### PROBLEM 1:
Reproduce the section of the pipeline documentation that begins with the words containing "func (*PipelineConfig) Validate" and ends with "of a Pipeline.".
### PROBLEM 2:
Answer these questions from the pipeline documentation:
(a) What must be true of the task graph for a PipelineConfig to pass validation?
(b) What does the PipelineContext created for each execution store?
(c) What does a PipelineTask let you do with another Pipeline?
### PROBLEM 3:
Continue the pipeline documentation from where it stops.

### GIVEN TEXT:
_____
Pipeline is a series of Pipes through which data can flow.

Pipelines hold on to a reference to their underlying PipelineConfig. Multiple Pipelines can share the same PipelineConfig, and although you can execute a Pipeline concurrently multiple times, you should not modify the PipelineConfig while a Pipeline using it is running.

func (*Pipeline) Execute

func (pline *Pipeline) Execute(ctx context.Context) Status

Execute a Pipeline by running each task in dependency order until either the Pipeline is complete, or a Task indicates that the Pipeline should not continue.

Execution may also be canceled via the Context, but it is up to tasks to play nice and respect cancellation requests; at the very least, the pipeline will stop as soon as the current task completes.

type PipelineConfig

type PipelineConfig struct {
	Name          string  `json:"name"`
	Description   string  `json:"description"`
	Trigger       Trigger `json:"trigger"`
	Tasks         taskMap `json:"tasks"`
	TimeoutSecs   *int    `json:"timeoutSeconds,omitempty"`
	DefaultOutput *string `json:"defaultOutput"`
}

func (*PipelineConfig) Validate

func (pc *PipelineConfig) Validate() error

Validate a PipelineConfig by ensuring all required fields are set, all references have a known referent, and the task graph is acyclic.

type PipelineContext

type PipelineContext struct {
	// contains filtered or unexported fields
}

PipelineContext represents the current execution state of a Pipeline.

Every time a Pipeline is executed, a new PipelineContext is created for it, used to store the status and output of the various Pipes during execution.

type PipelineTask

type PipelineTask struct {
	OutputTask string                     `json:"outputTask"`
	Inputs     map[string]json.RawMessage `json:"inputs"`
	// contains filtered or unexported fields
}

PipelineTask allows you to use another Pipeline as if it were its own Task type.
_____
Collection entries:
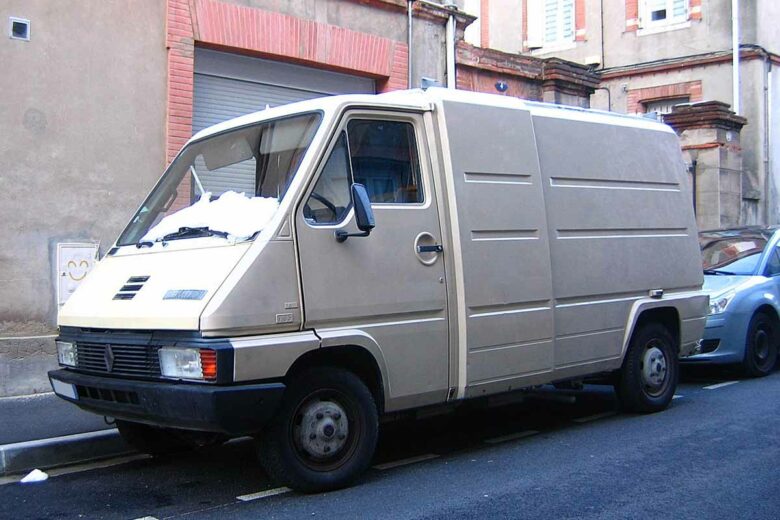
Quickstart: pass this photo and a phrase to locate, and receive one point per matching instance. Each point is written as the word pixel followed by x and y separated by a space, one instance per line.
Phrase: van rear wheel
pixel 760 346
pixel 324 434
pixel 648 378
_____
### WRITTEN ANSWER 1:
func (*PipelineConfig) Validate

func (pc *PipelineConfig) Validate() error

Validate a PipelineConfig by ensuring all required fields are set, all references have a known referent, and the task graph is acyclic.

type PipelineContext

type PipelineContext struct {
	// contains filtered or unexported fields
}

PipelineContext represents the current execution state of a Pipeline.

### WRITTEN ANSWER 2:
(a) It must be acyclic.
(b) The status and output of the various Pipes during execution.
(c) Use it as if it were its own Task type.

### WRITTEN ANSWER 3:
The output of the Pipeline is the output of the task with name "OutputTask". Inputs may come from links, as usual, or may be given as "Defaults".

func (*PipelineTask) Execute

func (pt *PipelineTask) Execute(ctx context.Context, w io.Writer, linkedValues linkMap) error

Execute runs the attached Pipeline with data from other Pipes.

It sets up a new pipeline context and prepares it with the data from the Task's raw input values. It creates the initial job contexts, and for any Input tasks, it marks the job successfully completed and assigns it its value: either data linked data from a Pipe, or its default value if nothing was piped in.

After preparing the context, it executes the underlying Pipeline. When it completes, it finds the job associated with the output Task, checks its status, and sends the job's output to the writer.

Note that while the underlying pipeline runs in a different PipelineContext, they share the same Golang context.Context, so the "calling" pipeline's context controls timeouts -- not the pipeline on which this Pipe is based.

type Plumber

type Plumber struct {
	// Client define how the Plumber maps Tasks to Pipes.
	Clients map[string]Client
}

Plumber constructs Pipelines.

The Plumber keeps a map of task types to PipeGenerators, which interpret Task definitions to generate Pipes. The Plumber parses the config and links these pipes together.

func NewPlumber

func NewPlumber() Plumber

NewPlumber returns a new Plumber with the default task types.

You can modify the Clients map to change how tasks are constructed and which tasks are allowed.

By default, the Plumber includes the following task types: - http: execute an HTTPTask with the Go's default HTTP client - validation: validate some dat against an JSON schema - input: accept input from another task, as is used for Pipeline-based Clients.

func (Plumber) NewPipeline

func (plumber Plumber) NewPipeline(conf *PipelineConfig) (*Pipeline, error)

NewPipeline constructs a new Pipeline from a given PipelineConfig.

func (Plumber) SetClient

func (plumber Plumber) SetClient(taskType string, client Client)

SetClient configures a Plumber with a particular task type.

func (Plumber) SetSink

func (plumber Plumber) SetSink(taskType string, sink Sink)

SetSink configures the Plumber to send data to a given sink.

func (Plumber) SetSource

func (plumber Plumber) SetSource(taskType string, source DataSource)

SetSource configures the Plumber to supply data from a given source.

func (Plumber) SetTemplateSource

func (plumber Plumber) SetTemplateSource(taskType string, source DataSource)

SetTemplateSource adds a template client under the given name.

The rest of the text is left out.